### GOAL OF THE EXERCISE
Write out all records as given; omit images.
┄┄┄┄┄┄┄┄┄┄┄┄┄┄┄┄┄┄┄┄
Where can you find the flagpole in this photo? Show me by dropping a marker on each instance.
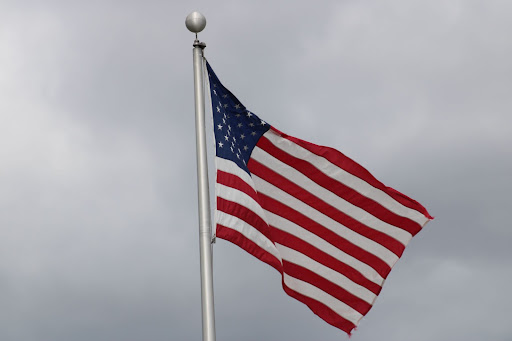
(196, 22)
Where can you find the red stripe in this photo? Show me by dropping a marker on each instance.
(336, 240)
(340, 189)
(320, 309)
(344, 162)
(299, 245)
(234, 181)
(329, 287)
(248, 245)
(245, 214)
(298, 192)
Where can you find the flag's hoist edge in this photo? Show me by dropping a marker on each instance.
(323, 221)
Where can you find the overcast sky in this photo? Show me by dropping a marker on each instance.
(98, 207)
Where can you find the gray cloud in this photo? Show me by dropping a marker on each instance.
(98, 226)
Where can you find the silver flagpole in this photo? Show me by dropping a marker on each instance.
(196, 22)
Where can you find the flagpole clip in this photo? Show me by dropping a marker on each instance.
(199, 44)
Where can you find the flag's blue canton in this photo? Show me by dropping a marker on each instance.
(237, 130)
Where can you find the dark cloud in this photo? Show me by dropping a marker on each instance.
(98, 217)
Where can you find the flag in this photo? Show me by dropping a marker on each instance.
(324, 222)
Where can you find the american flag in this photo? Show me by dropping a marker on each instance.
(324, 222)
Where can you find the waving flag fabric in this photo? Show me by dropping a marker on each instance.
(324, 222)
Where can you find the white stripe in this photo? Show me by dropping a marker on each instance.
(248, 231)
(355, 238)
(329, 274)
(321, 296)
(352, 181)
(321, 244)
(234, 195)
(232, 168)
(330, 198)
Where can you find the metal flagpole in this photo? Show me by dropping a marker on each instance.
(196, 22)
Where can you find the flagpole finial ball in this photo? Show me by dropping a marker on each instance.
(195, 22)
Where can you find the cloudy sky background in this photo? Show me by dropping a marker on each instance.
(98, 208)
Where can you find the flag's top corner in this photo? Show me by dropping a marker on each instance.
(237, 130)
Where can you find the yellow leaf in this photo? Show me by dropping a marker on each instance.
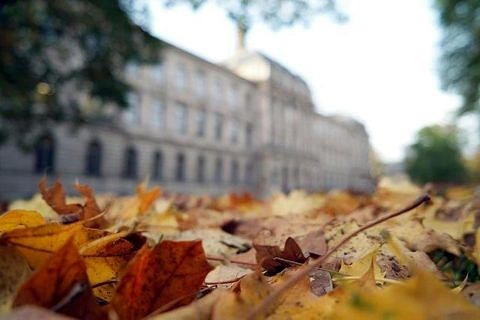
(421, 297)
(15, 219)
(361, 266)
(14, 271)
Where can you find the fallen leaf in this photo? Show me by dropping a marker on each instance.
(15, 219)
(34, 313)
(146, 197)
(266, 254)
(167, 276)
(14, 271)
(62, 285)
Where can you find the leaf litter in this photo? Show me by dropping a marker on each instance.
(396, 254)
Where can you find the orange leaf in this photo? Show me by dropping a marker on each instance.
(167, 276)
(61, 285)
(146, 197)
(266, 253)
(55, 198)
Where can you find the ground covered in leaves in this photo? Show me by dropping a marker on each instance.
(299, 256)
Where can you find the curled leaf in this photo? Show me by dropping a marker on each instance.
(167, 276)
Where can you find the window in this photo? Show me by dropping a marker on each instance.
(157, 72)
(249, 174)
(218, 126)
(132, 114)
(200, 121)
(232, 96)
(284, 179)
(93, 161)
(157, 166)
(130, 164)
(235, 132)
(200, 169)
(158, 114)
(181, 118)
(218, 90)
(132, 69)
(234, 172)
(218, 172)
(248, 135)
(180, 167)
(200, 85)
(45, 154)
(181, 77)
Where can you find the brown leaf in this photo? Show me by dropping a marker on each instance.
(34, 313)
(266, 255)
(61, 285)
(55, 198)
(167, 276)
(146, 197)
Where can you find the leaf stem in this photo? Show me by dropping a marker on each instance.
(304, 271)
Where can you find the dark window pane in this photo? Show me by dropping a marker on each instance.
(93, 159)
(45, 155)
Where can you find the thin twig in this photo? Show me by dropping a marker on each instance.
(231, 261)
(224, 282)
(305, 271)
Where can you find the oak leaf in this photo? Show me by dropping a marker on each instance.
(62, 285)
(164, 277)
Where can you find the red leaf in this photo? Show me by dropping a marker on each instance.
(167, 276)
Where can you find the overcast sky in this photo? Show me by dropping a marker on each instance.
(380, 67)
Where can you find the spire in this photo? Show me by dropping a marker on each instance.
(241, 36)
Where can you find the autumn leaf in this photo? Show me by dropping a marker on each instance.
(15, 219)
(38, 243)
(266, 255)
(146, 197)
(61, 285)
(14, 271)
(165, 277)
(55, 197)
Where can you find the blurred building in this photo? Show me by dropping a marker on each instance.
(198, 127)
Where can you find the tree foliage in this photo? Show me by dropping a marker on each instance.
(436, 156)
(275, 13)
(53, 54)
(460, 61)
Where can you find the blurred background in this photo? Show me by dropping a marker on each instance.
(219, 96)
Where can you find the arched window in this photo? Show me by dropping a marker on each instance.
(234, 172)
(180, 167)
(157, 168)
(93, 161)
(200, 169)
(45, 154)
(130, 164)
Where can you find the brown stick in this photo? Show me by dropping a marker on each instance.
(231, 261)
(304, 271)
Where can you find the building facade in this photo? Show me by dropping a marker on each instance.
(197, 127)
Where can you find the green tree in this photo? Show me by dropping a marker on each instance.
(274, 13)
(53, 54)
(460, 61)
(436, 156)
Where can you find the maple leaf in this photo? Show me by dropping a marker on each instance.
(14, 271)
(165, 277)
(15, 219)
(62, 285)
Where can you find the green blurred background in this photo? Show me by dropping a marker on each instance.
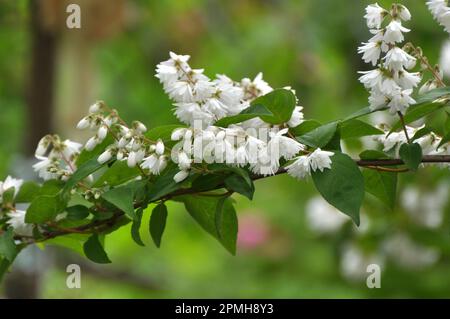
(307, 44)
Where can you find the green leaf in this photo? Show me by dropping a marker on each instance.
(411, 154)
(357, 128)
(319, 137)
(74, 242)
(342, 186)
(249, 113)
(158, 223)
(93, 249)
(362, 112)
(421, 133)
(122, 197)
(4, 266)
(45, 208)
(305, 127)
(82, 172)
(28, 191)
(8, 248)
(77, 212)
(382, 185)
(117, 174)
(220, 222)
(135, 227)
(445, 139)
(373, 155)
(239, 184)
(416, 112)
(433, 95)
(164, 184)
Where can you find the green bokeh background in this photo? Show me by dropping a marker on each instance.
(307, 44)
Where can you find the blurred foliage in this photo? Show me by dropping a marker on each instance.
(309, 45)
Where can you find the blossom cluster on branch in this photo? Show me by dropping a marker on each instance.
(232, 133)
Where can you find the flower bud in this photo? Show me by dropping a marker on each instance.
(177, 134)
(104, 157)
(180, 176)
(102, 132)
(91, 143)
(83, 124)
(159, 147)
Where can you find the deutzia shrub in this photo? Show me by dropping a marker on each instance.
(231, 133)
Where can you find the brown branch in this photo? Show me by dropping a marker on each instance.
(98, 225)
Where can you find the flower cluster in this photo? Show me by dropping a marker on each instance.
(390, 84)
(129, 143)
(15, 218)
(56, 157)
(197, 97)
(441, 12)
(430, 143)
(200, 102)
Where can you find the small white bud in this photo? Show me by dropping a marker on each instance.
(96, 107)
(91, 143)
(177, 134)
(180, 176)
(123, 142)
(159, 147)
(184, 161)
(104, 157)
(131, 161)
(83, 124)
(102, 132)
(139, 127)
(162, 163)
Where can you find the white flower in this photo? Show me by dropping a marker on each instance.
(180, 176)
(371, 79)
(17, 222)
(300, 168)
(371, 52)
(43, 145)
(408, 80)
(401, 100)
(102, 132)
(389, 86)
(96, 107)
(84, 123)
(105, 156)
(377, 100)
(396, 59)
(178, 134)
(428, 86)
(324, 218)
(283, 146)
(394, 32)
(43, 166)
(438, 8)
(91, 143)
(404, 13)
(181, 91)
(319, 160)
(9, 183)
(70, 148)
(135, 157)
(159, 147)
(375, 15)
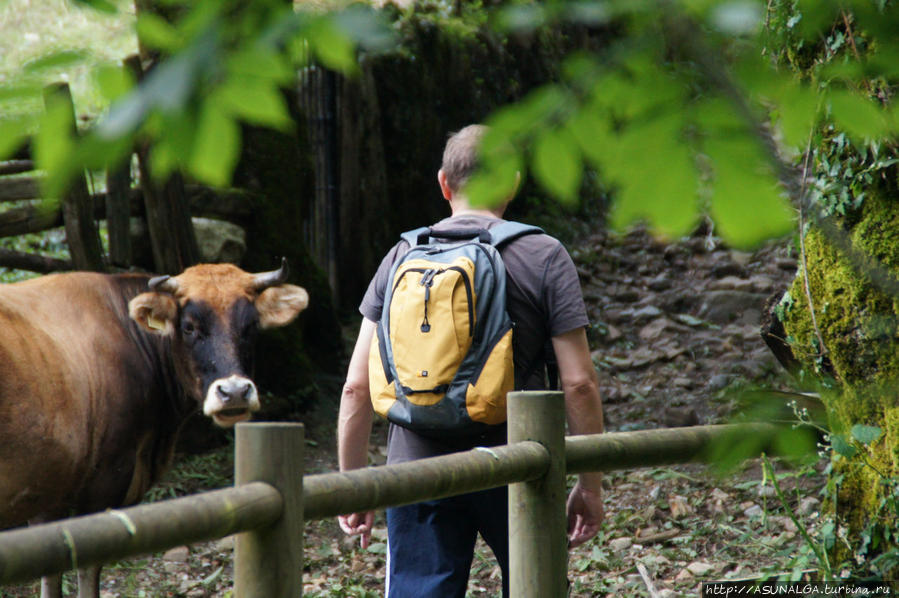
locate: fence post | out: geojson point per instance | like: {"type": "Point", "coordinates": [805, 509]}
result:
┄┄┄┄┄┄┄┄┄┄┄┄┄┄┄┄┄┄┄┄
### RESULT
Where can you find the flagpole in this photo? Show me by dropping a marker on each instance.
(196, 22)
Where can you find the red stripe in this photo? Show me by dropping a marker on each instance.
(336, 240)
(340, 189)
(320, 309)
(344, 162)
(299, 245)
(234, 181)
(329, 287)
(248, 245)
(245, 214)
(298, 192)
Where can you find the flag's hoist edge in this photo? Show me by dropping a marker on each instance.
(323, 221)
Where can you find the overcast sky in this photo? Show me by dropping a marker on each instance.
(98, 207)
Where can you find the gray cloud in this photo? Show me by dropping a marker on each instance.
(98, 226)
Where can you find the silver flagpole in this photo? Show me by dropping a marker on each instance.
(196, 22)
Where can you find the flagpole clip in this photo? Show me by dropping a marker on each instance.
(199, 44)
Where can you find the flag's blue canton in this photo? Show me by dropping a marker on each instance.
(237, 130)
Where can you find the dark cloud in this photo? Show me by dropping a marker on each instance.
(98, 217)
Where can you find the flag in this photo? Show me by dropping a marker on each instance.
(324, 222)
Where can you find the american flag in this photo? Show me by dropping a marker on each instance.
(324, 222)
Where can you find the waving flag fabric in this photo? Show me by dropping a marker on each instance.
(324, 222)
Where can you find the white stripe in this photo? Show me by dropping a marker on each instance.
(248, 231)
(355, 238)
(329, 274)
(321, 296)
(352, 181)
(321, 244)
(234, 195)
(232, 168)
(330, 198)
Where can you find the metal flagpole in this photo? Show me by dropping a marker on each instance.
(196, 22)
Where can you find the flagpole finial ball in this photo? Show me by dropping a marker on each instance.
(195, 22)
Where can you find the cloudy sky background in this photo? Show me by dropping a marker on each instance.
(98, 208)
Where can you find the flag's top corner in this photo? Show me by dropping a marker on each instance.
(237, 130)
Where can you find the yellow leaf in this photo? Show me by dropping a marker on each instance.
(421, 297)
(15, 219)
(361, 266)
(14, 271)
Where can you find the fallen leaf in this photo? Show me by dropping a marker on each instance.
(15, 219)
(34, 313)
(146, 197)
(266, 254)
(167, 276)
(14, 271)
(62, 285)
Where can you find the leaf litter in this photo? Show me by dropping a marker on each instance.
(396, 254)
Where can you find the orange leaf in this photo? Show me by dropping a marker on each instance.
(167, 276)
(61, 285)
(146, 197)
(266, 253)
(55, 198)
Where can you find the ground covered in leaves in this photo? Show me by dropping a marker on each instance.
(299, 256)
Where can you find the curled leaf in this photo? Show me by dropping a marker on each instance.
(167, 276)
Where can you find the window in this photo? Show me by dropping a marker on each instance.
(157, 72)
(249, 174)
(218, 126)
(132, 114)
(200, 121)
(232, 96)
(284, 179)
(93, 161)
(157, 166)
(130, 164)
(235, 132)
(200, 169)
(158, 114)
(181, 118)
(218, 90)
(132, 69)
(234, 172)
(218, 172)
(248, 135)
(180, 167)
(200, 85)
(45, 154)
(181, 77)
Where can you find the brown leaf in this photo? Show me by dropping a marker on each instance.
(34, 313)
(266, 255)
(61, 285)
(55, 198)
(167, 276)
(146, 197)
Where can you find the leaf stem in this photo? Show me by dropping a marker on each instance.
(304, 271)
Where can you find the dark window pane in this photo? Show me by dropping a marker on each instance.
(93, 159)
(45, 155)
Where can you find the thin twig in this photo? Show me by dropping a marker on each instance.
(231, 261)
(224, 282)
(305, 271)
Where can you find the oak leaf in this photo? Show me by dropping a marker on each instance.
(62, 285)
(164, 277)
Where can you find the red leaf in this photo? Show me by dropping a marker on each instance.
(167, 276)
Where can you find the overcast sky in this photo? Show me by dropping a marker on each instance.
(380, 67)
Where can you find the spire in this photo? Show me by dropping a marker on each instance.
(241, 36)
Where can you find the autumn leaf in this photo? Show me by dropping a marker on each instance.
(15, 219)
(38, 243)
(266, 255)
(146, 197)
(61, 285)
(14, 271)
(165, 277)
(55, 197)
Where can you find the blurred building in this photo? Show me by dropping a marker on each instance.
(198, 127)
Where can you find the tree foliage in this photo? Show me by dropping a marker on each instance.
(436, 156)
(275, 13)
(53, 54)
(460, 61)
Where can you find the blurred background in this photo? Show me by dropping a marker on each instance.
(219, 96)
Where can you find the arched window in this photo? Show me by dropping a marker on each instance.
(234, 172)
(180, 167)
(157, 168)
(93, 161)
(200, 169)
(45, 154)
(130, 164)
Where can you find the brown stick in this photo? Show me by dropping a marker on each instance.
(231, 261)
(304, 271)
Where can you find the building facade in this photo? Show me by dropping a marker on each instance.
(197, 127)
Where can you find the green tree in this photo? Show me by dropping a marker on each instance.
(274, 13)
(53, 54)
(460, 61)
(436, 156)
Where can you find the maple leaf in this photo? Show me by dropping a marker on each instance.
(14, 271)
(165, 277)
(15, 219)
(62, 285)
Where can you find the green blurred background in this photo? Show me by dropping a marker on each instance.
(307, 44)
Where can you find the green leaf in this photo? Show me by dropping a marker on each instance.
(411, 154)
(357, 128)
(319, 137)
(74, 242)
(342, 186)
(249, 113)
(158, 223)
(93, 249)
(362, 112)
(421, 133)
(122, 197)
(4, 266)
(45, 208)
(305, 127)
(82, 172)
(28, 191)
(8, 248)
(77, 212)
(382, 185)
(117, 174)
(220, 222)
(135, 227)
(445, 139)
(373, 155)
(239, 184)
(416, 112)
(433, 95)
(164, 184)
Where can you find the green bokeh background in this photo? Show me by dropping a marker on each instance.
(307, 44)
Where can you find the blurred foliage in this photo? Show me by dropping a marker on each instance.
(309, 45)
Where can you find the blossom cluster on branch in this photo? Show me by dropping a marker on each instance.
(232, 133)
Where can you find the flower bud in this photo? Show me by dropping a marker on each instance.
(177, 134)
(104, 157)
(180, 176)
(102, 132)
(91, 143)
(83, 124)
(159, 147)
Where can you find the deutzia shrub in this photo? Show me by dropping a marker on each instance.
(231, 133)
Where can you find the brown branch in this photo? Show me by dropping a marker on each instance.
(98, 225)
Where can you find the flower cluster in this photo? Show me by dropping a marker on each instance.
(390, 84)
(129, 143)
(15, 218)
(56, 157)
(197, 97)
(441, 12)
(430, 143)
(200, 102)
Where can you find the small white bud in this photo? Show me by dropping a marker on each instance.
(96, 107)
(91, 143)
(177, 134)
(180, 176)
(123, 142)
(159, 147)
(184, 161)
(104, 157)
(131, 161)
(83, 124)
(102, 132)
(139, 127)
(162, 163)
Where can you find the white flower in this photo? Show me by dropping a marker on each instance.
(180, 176)
(371, 79)
(17, 222)
(300, 168)
(371, 52)
(43, 145)
(408, 80)
(401, 100)
(102, 132)
(389, 86)
(96, 107)
(84, 123)
(105, 156)
(377, 100)
(396, 59)
(178, 134)
(428, 86)
(324, 218)
(283, 146)
(394, 32)
(43, 166)
(438, 8)
(91, 143)
(404, 13)
(181, 91)
(319, 160)
(9, 183)
(70, 148)
(135, 157)
(159, 147)
(375, 15)
locate: fence post | out: geojson point per instance | like: {"type": "Point", "coordinates": [805, 509]}
result:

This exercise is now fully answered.